> _Directions_:
Return each entry below exactly. Skip the images.

> _Records_:
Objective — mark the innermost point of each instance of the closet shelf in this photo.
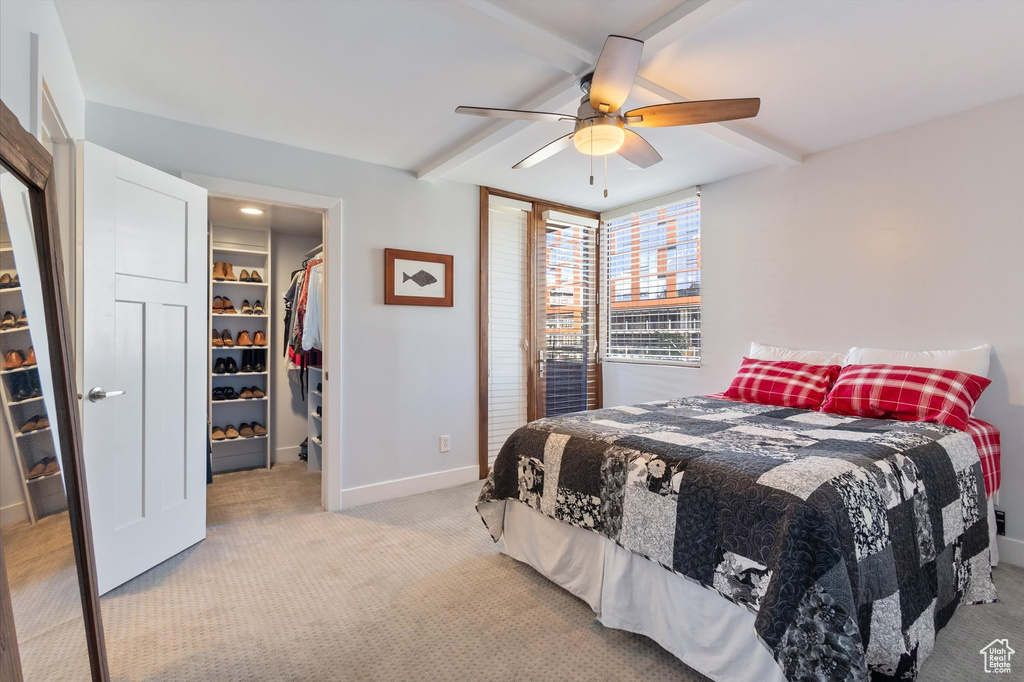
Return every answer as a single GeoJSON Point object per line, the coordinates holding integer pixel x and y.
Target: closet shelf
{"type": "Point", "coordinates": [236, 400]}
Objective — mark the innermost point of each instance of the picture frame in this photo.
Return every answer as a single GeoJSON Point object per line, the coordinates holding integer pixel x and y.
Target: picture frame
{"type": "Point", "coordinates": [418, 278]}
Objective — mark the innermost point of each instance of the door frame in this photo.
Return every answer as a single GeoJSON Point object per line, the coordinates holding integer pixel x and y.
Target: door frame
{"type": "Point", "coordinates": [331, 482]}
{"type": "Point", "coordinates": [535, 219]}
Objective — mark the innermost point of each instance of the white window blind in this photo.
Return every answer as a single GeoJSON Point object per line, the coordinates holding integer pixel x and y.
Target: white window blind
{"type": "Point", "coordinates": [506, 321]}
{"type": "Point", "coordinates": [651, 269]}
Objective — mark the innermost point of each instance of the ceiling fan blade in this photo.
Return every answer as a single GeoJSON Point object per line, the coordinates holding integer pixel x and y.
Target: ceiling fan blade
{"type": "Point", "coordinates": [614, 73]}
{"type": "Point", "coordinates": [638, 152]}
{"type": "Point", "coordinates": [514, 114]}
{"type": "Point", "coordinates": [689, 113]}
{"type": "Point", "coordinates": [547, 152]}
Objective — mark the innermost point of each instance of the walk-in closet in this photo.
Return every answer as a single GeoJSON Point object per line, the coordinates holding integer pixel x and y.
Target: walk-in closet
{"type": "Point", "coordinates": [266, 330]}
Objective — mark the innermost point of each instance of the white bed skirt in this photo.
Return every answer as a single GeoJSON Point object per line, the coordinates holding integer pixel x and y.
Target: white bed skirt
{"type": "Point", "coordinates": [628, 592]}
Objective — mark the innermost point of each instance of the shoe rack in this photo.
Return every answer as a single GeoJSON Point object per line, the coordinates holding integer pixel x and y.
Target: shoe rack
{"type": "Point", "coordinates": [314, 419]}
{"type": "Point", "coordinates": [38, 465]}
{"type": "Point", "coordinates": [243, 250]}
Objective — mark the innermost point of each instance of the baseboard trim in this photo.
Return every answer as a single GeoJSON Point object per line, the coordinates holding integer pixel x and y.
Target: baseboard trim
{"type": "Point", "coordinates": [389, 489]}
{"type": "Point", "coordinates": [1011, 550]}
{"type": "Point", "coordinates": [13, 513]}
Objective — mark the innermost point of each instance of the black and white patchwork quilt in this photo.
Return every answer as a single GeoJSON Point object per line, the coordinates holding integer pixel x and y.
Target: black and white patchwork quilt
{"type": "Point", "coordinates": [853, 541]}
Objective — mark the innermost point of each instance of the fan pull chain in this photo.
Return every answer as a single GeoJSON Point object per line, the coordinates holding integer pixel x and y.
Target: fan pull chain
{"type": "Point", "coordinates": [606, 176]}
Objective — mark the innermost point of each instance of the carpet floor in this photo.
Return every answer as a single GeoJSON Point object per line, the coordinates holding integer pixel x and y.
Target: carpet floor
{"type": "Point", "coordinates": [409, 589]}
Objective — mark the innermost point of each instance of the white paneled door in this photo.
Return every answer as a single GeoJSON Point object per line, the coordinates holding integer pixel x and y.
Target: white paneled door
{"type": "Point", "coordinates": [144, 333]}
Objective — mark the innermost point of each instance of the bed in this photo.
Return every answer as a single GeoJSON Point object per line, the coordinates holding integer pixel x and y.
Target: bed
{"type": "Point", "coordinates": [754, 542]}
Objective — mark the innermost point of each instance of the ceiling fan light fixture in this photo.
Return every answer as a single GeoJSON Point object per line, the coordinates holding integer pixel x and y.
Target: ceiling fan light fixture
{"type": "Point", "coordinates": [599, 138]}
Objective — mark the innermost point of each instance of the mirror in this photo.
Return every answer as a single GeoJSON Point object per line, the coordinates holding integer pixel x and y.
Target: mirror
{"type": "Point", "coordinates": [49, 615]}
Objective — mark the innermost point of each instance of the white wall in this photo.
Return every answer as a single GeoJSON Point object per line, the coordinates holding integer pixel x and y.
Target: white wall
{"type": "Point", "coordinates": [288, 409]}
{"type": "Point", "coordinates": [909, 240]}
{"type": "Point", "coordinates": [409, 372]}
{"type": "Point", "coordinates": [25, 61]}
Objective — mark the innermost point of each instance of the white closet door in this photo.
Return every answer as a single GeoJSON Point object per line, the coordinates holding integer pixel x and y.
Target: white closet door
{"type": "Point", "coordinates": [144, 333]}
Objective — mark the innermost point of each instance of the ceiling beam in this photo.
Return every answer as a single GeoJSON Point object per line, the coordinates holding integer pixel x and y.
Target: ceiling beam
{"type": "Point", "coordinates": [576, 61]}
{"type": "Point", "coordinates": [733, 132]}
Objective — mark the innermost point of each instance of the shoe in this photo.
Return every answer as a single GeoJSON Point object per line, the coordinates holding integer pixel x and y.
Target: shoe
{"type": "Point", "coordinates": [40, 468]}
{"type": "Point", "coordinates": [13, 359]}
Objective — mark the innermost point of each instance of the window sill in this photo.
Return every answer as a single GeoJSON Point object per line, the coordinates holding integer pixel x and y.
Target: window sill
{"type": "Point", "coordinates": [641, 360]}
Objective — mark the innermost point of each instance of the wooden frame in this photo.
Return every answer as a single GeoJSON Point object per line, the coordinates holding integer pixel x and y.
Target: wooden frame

> _Exercise response_:
Objective — mark the innermost point of each instance of the closet shelf in this photo.
Return every answer as a single GeoJSON Point object per line, the coordinates holding integer pixel x and y.
Target: closet shelf
{"type": "Point", "coordinates": [236, 400]}
Objective — mark the innermost point of each instance of the picture frame in this photo.
Return every answer as a single GeoJSON Point object per line, the coordinates holding integer pixel x and y.
Target: picture frame
{"type": "Point", "coordinates": [418, 278]}
Objective — mark the innermost point of each instance of the door frame in this photo.
Return every answer as a single GeoJSON Point object per line, the coordinates holding integer pixel x and y.
Target: door frame
{"type": "Point", "coordinates": [331, 482]}
{"type": "Point", "coordinates": [535, 219]}
Objective — mark the innermost point of each instance of the white window blind in this photo.
Return every answer as a single GeoJSON Point object per line, the coordinates holding integer pixel x and y.
Target: white window blind
{"type": "Point", "coordinates": [506, 321]}
{"type": "Point", "coordinates": [651, 269]}
Objective — mark the innermost point of each instance of the ceiling fan blade in this photo.
Return every answer as a single GeoJSON Point object per line, the coordinates holding integer pixel x and y.
Target: ceiling fan blade
{"type": "Point", "coordinates": [614, 73]}
{"type": "Point", "coordinates": [638, 152]}
{"type": "Point", "coordinates": [514, 114]}
{"type": "Point", "coordinates": [689, 113]}
{"type": "Point", "coordinates": [547, 152]}
Objective — mark the innermost point of each instance of the walk-in closet in this photo.
Return every answer as a single GeoJSON Point object per line, the coordinates holding integer pixel x and y.
Target: walk-in closet
{"type": "Point", "coordinates": [266, 330]}
Objective — mark the innermost point of each instance of the white bed skirt in this photo.
Return every answer as a single GeoJSON Point object per line, the coordinates holding integer pixel x and y.
Target: white bed skirt
{"type": "Point", "coordinates": [628, 592]}
Objective — mark the innermost point of each instance of the shoe rack in this photo.
Return every answer as a single GeoJSON Point object per line, the coordinates holding integer pixel x and y.
Target: shoe rack
{"type": "Point", "coordinates": [314, 419]}
{"type": "Point", "coordinates": [38, 465]}
{"type": "Point", "coordinates": [243, 250]}
Objective — mark the innermost point of each instance of the baseboard trim in this photo.
Return every answer as a single GeoJSON Point object per line, the coordinates holding integer pixel x and y.
Target: baseboard trim
{"type": "Point", "coordinates": [389, 489]}
{"type": "Point", "coordinates": [1011, 550]}
{"type": "Point", "coordinates": [13, 513]}
Objective — mark the innermost point of each instance of the black and white patchwork quilt in this photo.
Return every answer as a single GeoJSON Point object per line, the coordinates holding integer pixel x and y.
Target: black and white patchwork quilt
{"type": "Point", "coordinates": [853, 541]}
Objective — mark the innermost point of each instance of the fan pull chain in this photo.
Return every answer as a single GeoJSON Point object per line, the coordinates holding integer pixel x and y.
Target: fan pull chain
{"type": "Point", "coordinates": [606, 176]}
Objective — mark the innermost point of each instance of the carpet floor in this photo.
Return every answer as a single GeoJSON Point object per line, the coordinates holding integer pixel x and y.
Target: carpet floor
{"type": "Point", "coordinates": [409, 589]}
Objective — mark the innermost point of each instance of the white paneled door in this photo.
Return every answer as a single GeoJSON Point object per line, the coordinates holding integer pixel x and y.
Target: white paneled door
{"type": "Point", "coordinates": [144, 333]}
Objective — mark the innermost point of each instance of the bed in this photo.
Return every answer as a single GeoJSON Point object per line, the coordinates holding integer pixel x and y.
Target: bed
{"type": "Point", "coordinates": [754, 542]}
Objective — mark the innermost point of each instance of the ceiling fan light fixture in this photo.
Return every answer as a single GeoJSON Point object per line, the coordinates holding integer pixel x and y.
Target: ceiling fan light fixture
{"type": "Point", "coordinates": [599, 138]}
Objective — mark the innermost point of each instance of the mirror in this photo.
Return every answer as a single GeoJSON Point object per line, the coordinates holding integer pixel x and y.
Target: mirror
{"type": "Point", "coordinates": [49, 615]}
Objective — mark the innermost point of each instance of the white wall in this photo.
Return every answer as a single GeoJSON Point object per line, the coordinates holding integer pixel x and y.
Target: white wall
{"type": "Point", "coordinates": [288, 409]}
{"type": "Point", "coordinates": [909, 240]}
{"type": "Point", "coordinates": [409, 372]}
{"type": "Point", "coordinates": [25, 61]}
Objective — mark the innermost point of each instance of the white closet door in this photo.
Return every answer as a single GeoJSON Point object per line, the coordinates holding integer pixel x and y.
Target: white closet door
{"type": "Point", "coordinates": [144, 333]}
Objective — mark the innermost point of each instance of the ceiling beam in this photo.
Return every answer as a single GeoJSON Point object per line, the coordinates holding integer pixel x and y.
Target: ceiling beam
{"type": "Point", "coordinates": [576, 61]}
{"type": "Point", "coordinates": [733, 132]}
Objective — mark the innermost point of each instance of the shoe in this photo.
Return every answer as a single GeoJSON Point object per line, the coordinates holding integer pixel x and y.
Target: shoe
{"type": "Point", "coordinates": [40, 468]}
{"type": "Point", "coordinates": [13, 359]}
Objective — mark the innermost point of each instance of the window sill in this photo.
Return every answer as a single GeoJSON Point object per line, the coordinates holding integer pixel x and y.
Target: window sill
{"type": "Point", "coordinates": [641, 360]}
Objective — mark the innermost point of each instance of the wooden frame in this photo.
Return every answer as a single GeoJSON Point object per line, the coordinates holding integer pixel x and y.
Target: wooden frame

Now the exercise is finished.